# [Point labeling examples]

'''

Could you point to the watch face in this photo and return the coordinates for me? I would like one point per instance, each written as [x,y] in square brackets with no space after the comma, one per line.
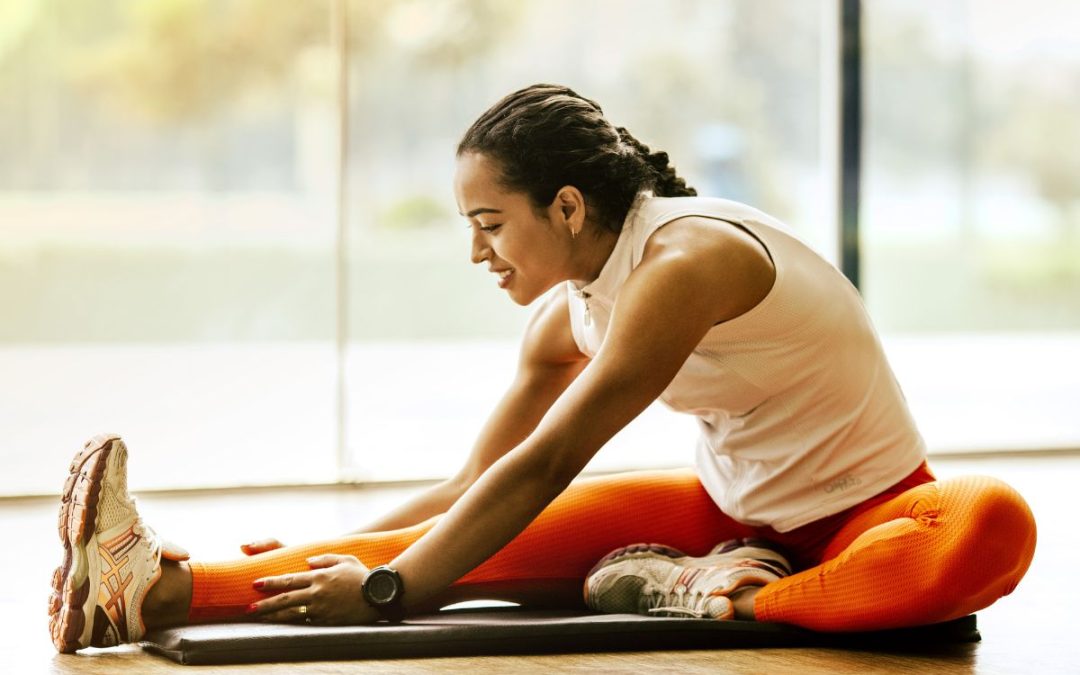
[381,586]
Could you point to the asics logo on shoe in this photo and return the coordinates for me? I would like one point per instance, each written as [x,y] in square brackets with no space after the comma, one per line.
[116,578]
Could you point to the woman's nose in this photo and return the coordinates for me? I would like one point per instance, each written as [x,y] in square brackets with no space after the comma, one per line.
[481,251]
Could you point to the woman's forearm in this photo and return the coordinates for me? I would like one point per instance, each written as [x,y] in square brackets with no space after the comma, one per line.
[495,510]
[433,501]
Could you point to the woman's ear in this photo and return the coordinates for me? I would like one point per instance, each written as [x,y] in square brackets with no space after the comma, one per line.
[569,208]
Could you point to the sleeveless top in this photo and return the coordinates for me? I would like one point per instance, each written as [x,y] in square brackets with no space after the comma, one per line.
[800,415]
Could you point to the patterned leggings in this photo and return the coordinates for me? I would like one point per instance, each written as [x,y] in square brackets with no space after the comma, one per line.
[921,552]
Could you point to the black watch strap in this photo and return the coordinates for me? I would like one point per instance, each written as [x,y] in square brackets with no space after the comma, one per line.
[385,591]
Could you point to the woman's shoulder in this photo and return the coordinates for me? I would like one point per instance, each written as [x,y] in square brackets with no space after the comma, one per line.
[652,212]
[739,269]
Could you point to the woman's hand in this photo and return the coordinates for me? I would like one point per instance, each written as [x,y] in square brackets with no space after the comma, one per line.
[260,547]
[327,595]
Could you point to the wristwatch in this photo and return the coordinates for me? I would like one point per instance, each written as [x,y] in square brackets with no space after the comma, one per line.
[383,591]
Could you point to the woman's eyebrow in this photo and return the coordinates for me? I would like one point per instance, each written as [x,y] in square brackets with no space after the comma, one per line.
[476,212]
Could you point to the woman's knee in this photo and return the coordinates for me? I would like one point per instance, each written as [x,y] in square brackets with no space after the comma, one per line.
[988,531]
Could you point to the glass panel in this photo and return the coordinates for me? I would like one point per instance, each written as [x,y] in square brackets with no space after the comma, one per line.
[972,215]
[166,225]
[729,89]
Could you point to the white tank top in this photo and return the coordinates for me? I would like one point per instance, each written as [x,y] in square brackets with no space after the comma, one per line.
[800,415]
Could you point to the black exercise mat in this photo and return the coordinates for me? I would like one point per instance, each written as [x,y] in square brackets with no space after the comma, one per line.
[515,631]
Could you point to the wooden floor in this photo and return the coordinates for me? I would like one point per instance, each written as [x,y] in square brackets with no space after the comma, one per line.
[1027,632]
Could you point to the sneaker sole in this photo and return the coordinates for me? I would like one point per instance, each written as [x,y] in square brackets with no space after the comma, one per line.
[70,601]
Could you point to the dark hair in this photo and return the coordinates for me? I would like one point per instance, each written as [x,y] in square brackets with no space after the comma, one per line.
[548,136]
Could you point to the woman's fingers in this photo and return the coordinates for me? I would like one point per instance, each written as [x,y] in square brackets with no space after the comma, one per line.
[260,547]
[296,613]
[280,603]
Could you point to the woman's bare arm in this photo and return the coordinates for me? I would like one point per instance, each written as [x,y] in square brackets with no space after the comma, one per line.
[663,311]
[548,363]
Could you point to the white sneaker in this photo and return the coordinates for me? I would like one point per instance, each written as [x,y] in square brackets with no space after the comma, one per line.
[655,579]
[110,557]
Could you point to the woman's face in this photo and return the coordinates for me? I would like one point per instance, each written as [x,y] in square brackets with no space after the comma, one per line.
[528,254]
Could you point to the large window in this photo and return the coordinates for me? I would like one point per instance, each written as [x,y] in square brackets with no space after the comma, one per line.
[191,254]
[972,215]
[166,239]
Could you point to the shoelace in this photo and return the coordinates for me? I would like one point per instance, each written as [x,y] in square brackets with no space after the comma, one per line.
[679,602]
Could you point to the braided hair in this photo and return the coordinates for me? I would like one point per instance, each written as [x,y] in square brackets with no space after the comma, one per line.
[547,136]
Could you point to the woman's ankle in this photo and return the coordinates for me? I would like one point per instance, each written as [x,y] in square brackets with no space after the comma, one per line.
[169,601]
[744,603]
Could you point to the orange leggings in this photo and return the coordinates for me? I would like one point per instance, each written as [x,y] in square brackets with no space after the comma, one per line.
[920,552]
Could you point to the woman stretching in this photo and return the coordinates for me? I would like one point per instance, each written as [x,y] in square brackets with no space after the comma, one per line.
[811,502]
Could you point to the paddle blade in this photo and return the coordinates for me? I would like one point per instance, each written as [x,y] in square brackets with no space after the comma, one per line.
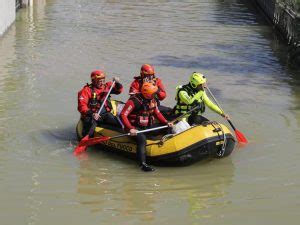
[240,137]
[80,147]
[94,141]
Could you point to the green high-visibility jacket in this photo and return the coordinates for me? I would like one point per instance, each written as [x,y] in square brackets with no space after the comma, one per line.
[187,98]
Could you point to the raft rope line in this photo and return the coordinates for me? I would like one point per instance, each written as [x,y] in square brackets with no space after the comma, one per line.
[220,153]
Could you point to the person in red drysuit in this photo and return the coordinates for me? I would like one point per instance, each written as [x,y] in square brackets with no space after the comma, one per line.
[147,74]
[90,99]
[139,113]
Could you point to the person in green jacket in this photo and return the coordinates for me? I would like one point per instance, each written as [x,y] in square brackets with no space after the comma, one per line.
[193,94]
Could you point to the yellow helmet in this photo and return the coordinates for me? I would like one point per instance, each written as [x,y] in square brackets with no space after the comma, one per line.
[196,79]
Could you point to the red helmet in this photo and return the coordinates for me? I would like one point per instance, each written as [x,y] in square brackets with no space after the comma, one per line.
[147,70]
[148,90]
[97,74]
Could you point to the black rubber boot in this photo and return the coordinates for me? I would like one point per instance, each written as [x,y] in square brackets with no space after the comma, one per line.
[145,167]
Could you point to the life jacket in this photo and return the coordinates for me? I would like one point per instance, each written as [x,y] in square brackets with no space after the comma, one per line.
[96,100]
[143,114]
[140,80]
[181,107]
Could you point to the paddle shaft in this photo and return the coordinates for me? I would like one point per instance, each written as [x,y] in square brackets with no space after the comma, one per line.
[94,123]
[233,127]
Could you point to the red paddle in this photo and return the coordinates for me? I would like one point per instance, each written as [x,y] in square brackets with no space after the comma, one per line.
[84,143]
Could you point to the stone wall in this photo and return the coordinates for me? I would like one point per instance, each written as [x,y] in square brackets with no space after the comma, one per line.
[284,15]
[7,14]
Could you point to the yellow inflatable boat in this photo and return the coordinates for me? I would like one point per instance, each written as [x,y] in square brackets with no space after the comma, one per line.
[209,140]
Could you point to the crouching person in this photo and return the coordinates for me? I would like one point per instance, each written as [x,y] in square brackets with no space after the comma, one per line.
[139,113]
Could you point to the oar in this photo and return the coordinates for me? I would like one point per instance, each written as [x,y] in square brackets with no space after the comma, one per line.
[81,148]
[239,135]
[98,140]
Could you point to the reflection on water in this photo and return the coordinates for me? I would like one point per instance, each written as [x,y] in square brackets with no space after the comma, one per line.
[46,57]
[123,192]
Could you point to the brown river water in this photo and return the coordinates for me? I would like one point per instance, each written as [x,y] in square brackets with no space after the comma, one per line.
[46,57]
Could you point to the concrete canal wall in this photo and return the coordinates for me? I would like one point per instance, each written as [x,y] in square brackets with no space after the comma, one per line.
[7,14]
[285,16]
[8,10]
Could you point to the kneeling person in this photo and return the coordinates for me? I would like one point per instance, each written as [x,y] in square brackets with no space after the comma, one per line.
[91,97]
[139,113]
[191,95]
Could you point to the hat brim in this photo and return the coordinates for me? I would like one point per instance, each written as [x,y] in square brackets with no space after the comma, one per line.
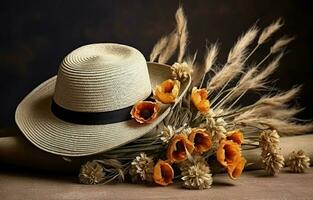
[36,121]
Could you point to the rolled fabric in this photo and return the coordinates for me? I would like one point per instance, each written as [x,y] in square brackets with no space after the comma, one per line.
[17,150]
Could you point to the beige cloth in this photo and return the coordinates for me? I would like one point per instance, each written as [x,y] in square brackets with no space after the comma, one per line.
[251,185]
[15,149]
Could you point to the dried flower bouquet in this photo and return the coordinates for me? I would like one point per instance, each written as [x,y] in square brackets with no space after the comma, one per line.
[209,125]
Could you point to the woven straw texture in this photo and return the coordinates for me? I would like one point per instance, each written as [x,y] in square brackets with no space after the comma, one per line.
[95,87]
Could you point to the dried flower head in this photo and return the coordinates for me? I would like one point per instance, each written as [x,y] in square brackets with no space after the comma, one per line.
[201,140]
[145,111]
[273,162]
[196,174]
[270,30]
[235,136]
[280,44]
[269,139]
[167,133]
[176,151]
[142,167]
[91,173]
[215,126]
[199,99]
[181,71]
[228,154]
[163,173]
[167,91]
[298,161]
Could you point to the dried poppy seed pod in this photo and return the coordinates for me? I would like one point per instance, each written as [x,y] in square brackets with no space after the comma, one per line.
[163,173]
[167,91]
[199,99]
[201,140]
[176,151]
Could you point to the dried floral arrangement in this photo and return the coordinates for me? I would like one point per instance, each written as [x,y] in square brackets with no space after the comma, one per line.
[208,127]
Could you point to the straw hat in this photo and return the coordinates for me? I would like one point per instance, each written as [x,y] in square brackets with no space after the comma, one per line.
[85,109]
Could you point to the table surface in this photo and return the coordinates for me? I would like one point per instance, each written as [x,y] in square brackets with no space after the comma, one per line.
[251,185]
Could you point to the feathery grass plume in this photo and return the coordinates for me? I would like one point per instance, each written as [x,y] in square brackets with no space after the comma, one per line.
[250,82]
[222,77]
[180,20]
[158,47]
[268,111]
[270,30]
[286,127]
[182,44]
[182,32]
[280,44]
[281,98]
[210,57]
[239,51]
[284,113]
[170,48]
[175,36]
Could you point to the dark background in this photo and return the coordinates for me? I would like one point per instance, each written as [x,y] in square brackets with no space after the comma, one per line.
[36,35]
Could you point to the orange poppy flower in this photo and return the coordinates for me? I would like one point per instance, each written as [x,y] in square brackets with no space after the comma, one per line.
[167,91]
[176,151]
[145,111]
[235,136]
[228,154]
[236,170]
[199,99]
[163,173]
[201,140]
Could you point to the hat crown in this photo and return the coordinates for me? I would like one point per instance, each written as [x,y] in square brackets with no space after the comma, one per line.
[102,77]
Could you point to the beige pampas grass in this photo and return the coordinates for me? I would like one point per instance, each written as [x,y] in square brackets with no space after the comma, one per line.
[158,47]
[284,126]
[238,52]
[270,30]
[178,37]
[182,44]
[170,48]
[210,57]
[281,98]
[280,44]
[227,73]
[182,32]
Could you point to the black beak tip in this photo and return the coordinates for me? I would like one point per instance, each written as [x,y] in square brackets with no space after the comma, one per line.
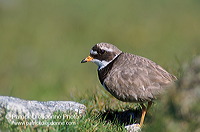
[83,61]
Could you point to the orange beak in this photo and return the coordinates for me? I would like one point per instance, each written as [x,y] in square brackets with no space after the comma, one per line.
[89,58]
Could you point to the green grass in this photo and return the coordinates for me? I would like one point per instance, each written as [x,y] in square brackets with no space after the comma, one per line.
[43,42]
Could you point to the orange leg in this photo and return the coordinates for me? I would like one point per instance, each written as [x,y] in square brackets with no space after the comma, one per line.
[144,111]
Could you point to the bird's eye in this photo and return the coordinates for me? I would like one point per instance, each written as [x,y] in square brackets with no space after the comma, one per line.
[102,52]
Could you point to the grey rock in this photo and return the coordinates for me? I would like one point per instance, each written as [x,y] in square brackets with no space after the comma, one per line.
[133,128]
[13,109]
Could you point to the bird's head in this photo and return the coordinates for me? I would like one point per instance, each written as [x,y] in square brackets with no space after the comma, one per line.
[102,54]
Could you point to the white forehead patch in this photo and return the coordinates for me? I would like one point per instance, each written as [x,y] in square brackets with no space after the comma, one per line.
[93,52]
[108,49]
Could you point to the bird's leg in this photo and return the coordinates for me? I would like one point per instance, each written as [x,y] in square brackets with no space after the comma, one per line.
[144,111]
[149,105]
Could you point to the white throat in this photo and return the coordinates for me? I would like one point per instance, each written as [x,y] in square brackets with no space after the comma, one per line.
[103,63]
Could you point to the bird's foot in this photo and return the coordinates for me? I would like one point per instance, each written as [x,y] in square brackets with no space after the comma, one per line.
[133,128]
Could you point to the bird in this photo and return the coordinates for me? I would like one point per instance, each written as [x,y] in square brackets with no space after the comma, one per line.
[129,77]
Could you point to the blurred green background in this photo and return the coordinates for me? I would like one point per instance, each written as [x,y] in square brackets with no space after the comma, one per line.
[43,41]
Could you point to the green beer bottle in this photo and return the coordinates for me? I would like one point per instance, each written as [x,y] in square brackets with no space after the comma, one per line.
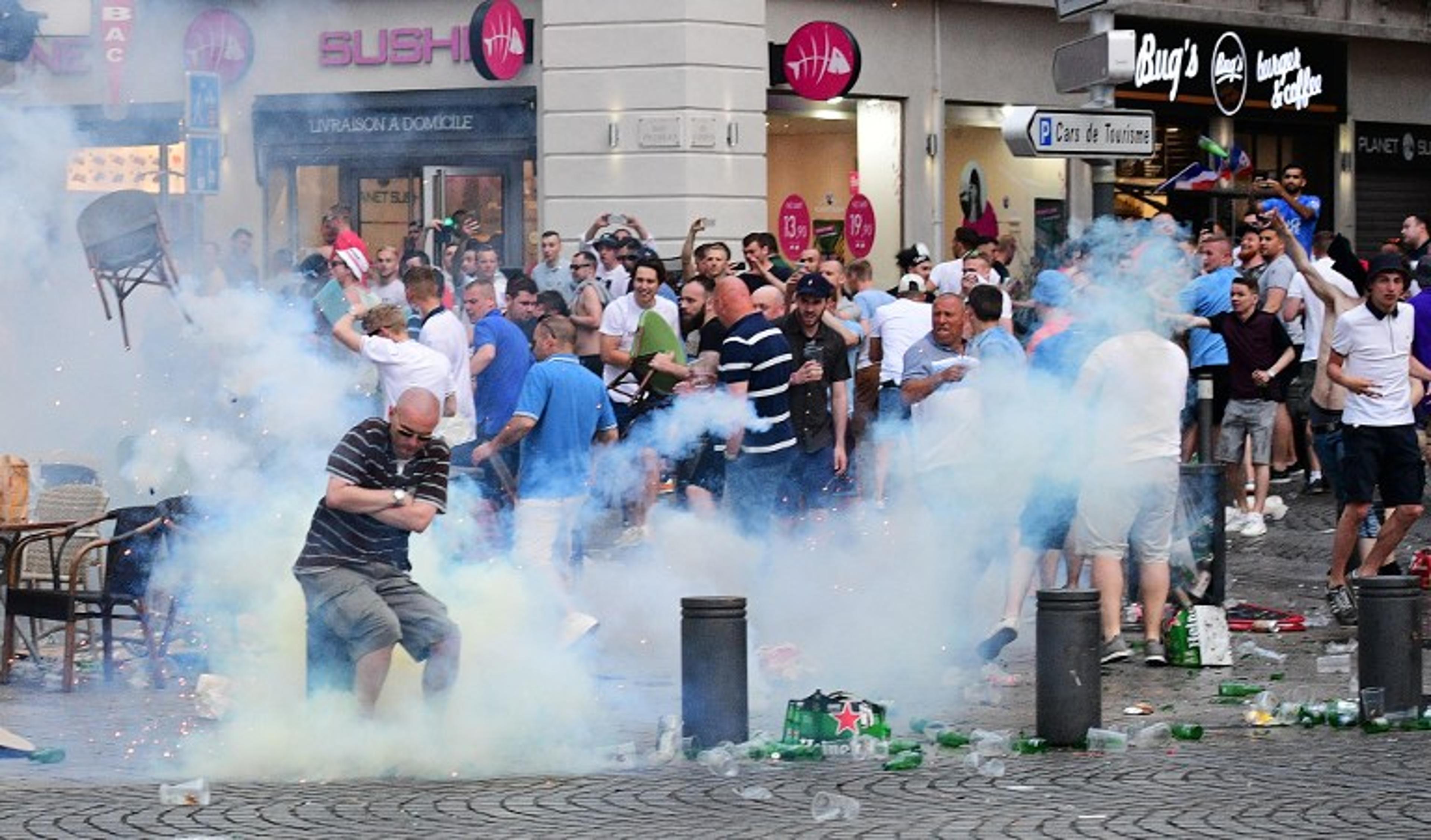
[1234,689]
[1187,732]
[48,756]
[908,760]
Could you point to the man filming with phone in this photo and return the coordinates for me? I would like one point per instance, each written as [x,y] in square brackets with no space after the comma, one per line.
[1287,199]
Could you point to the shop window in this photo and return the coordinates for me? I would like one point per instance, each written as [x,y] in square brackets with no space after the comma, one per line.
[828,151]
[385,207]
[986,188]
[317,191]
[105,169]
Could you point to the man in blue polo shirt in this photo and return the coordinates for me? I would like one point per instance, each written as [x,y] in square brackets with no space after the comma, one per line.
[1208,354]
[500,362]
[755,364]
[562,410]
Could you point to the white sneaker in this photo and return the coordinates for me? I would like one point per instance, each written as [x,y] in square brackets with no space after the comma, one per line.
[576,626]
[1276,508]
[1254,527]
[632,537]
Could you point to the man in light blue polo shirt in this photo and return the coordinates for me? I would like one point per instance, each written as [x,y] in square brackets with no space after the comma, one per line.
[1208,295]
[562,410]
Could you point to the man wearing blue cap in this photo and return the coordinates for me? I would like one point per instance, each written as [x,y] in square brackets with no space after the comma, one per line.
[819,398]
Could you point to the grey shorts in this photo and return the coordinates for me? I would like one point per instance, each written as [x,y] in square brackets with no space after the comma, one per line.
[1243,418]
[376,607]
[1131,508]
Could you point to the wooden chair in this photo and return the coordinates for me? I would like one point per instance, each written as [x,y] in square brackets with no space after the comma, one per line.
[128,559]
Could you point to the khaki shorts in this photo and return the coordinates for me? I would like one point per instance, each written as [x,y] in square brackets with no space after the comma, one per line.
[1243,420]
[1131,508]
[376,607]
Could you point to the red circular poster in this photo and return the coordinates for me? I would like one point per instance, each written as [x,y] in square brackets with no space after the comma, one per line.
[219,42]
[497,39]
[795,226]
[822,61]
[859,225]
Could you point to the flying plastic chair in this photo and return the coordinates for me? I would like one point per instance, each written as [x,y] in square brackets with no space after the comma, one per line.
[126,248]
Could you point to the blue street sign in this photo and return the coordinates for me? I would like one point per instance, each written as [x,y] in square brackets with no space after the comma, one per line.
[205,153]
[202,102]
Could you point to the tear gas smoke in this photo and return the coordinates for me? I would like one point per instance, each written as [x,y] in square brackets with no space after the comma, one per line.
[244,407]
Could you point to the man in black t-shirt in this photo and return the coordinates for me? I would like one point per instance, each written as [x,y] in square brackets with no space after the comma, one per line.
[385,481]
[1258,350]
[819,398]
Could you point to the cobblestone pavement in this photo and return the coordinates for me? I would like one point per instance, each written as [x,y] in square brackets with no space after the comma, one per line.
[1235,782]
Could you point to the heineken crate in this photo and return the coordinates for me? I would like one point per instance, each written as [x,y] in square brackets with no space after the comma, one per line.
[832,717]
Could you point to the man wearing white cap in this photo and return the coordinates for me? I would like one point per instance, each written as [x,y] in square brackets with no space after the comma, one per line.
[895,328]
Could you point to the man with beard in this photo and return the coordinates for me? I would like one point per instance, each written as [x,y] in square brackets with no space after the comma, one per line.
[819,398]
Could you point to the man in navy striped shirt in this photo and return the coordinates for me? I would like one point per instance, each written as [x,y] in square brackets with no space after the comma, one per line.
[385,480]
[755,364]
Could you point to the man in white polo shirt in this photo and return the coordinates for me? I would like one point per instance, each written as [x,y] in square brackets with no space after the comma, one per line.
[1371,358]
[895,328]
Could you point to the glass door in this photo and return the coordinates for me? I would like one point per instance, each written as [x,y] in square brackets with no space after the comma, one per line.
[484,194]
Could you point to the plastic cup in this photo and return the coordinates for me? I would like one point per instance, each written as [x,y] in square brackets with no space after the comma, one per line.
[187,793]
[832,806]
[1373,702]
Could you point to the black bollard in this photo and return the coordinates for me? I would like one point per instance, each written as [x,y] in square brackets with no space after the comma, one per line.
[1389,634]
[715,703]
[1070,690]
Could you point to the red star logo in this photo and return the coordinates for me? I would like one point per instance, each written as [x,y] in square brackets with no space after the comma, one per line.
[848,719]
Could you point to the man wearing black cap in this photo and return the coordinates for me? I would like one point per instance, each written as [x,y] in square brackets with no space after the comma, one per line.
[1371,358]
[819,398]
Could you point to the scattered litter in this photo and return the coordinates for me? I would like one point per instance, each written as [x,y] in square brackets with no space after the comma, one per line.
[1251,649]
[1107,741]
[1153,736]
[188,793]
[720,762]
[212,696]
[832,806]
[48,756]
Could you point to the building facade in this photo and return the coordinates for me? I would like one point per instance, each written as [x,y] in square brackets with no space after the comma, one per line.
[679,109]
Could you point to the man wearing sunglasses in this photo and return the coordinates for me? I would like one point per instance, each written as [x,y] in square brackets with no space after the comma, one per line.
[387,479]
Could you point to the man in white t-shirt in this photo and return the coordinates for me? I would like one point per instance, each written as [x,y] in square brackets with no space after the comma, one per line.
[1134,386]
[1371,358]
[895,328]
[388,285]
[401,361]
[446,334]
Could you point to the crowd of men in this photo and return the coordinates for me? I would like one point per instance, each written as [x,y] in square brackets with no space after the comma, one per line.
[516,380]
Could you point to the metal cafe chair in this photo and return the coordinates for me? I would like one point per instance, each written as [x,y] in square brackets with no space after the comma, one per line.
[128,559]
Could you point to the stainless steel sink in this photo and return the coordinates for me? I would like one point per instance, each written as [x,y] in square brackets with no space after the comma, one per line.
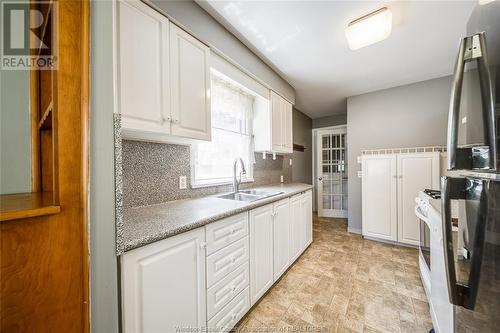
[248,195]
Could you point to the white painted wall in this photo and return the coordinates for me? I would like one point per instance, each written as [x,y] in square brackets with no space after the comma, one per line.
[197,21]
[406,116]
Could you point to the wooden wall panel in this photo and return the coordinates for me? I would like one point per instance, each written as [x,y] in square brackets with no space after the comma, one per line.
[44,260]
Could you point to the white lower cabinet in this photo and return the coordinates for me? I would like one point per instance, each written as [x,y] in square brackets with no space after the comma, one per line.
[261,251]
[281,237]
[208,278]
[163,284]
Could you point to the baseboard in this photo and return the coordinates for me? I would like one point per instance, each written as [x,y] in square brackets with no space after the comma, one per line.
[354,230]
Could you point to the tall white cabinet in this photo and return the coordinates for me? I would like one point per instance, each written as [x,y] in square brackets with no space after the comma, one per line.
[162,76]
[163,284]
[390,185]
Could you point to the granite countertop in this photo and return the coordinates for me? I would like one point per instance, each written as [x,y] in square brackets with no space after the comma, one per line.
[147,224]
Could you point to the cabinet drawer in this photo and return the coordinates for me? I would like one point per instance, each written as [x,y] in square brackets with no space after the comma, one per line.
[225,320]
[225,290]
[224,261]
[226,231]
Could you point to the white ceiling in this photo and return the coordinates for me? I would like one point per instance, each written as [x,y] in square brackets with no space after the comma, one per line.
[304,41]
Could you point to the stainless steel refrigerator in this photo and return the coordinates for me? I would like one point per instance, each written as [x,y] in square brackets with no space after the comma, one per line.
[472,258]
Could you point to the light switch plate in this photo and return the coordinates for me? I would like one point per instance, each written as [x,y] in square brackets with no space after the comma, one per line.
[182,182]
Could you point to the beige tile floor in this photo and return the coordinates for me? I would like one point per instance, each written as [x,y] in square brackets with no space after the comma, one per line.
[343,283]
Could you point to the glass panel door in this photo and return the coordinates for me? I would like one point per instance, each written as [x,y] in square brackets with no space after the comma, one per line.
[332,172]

'''

# [PROBLEM TO SOLVE]
The required output is the exact sequence of lines from the one containing "Could you point to the beige tile" through the end of the listing, both endpoints included.

# [SOLUTION]
Could you point to the beige tile floor in this photo and return the coordinates for me? I would like one point per instance, each written as [x,y] in square brackets with no space after the comma, one per line.
[343,283]
Could you point to the glass panel door in this photo and return the coordinates for me? I would like one point per instance, each written as [x,y] in square brackets with no space after the comma, one per line.
[332,172]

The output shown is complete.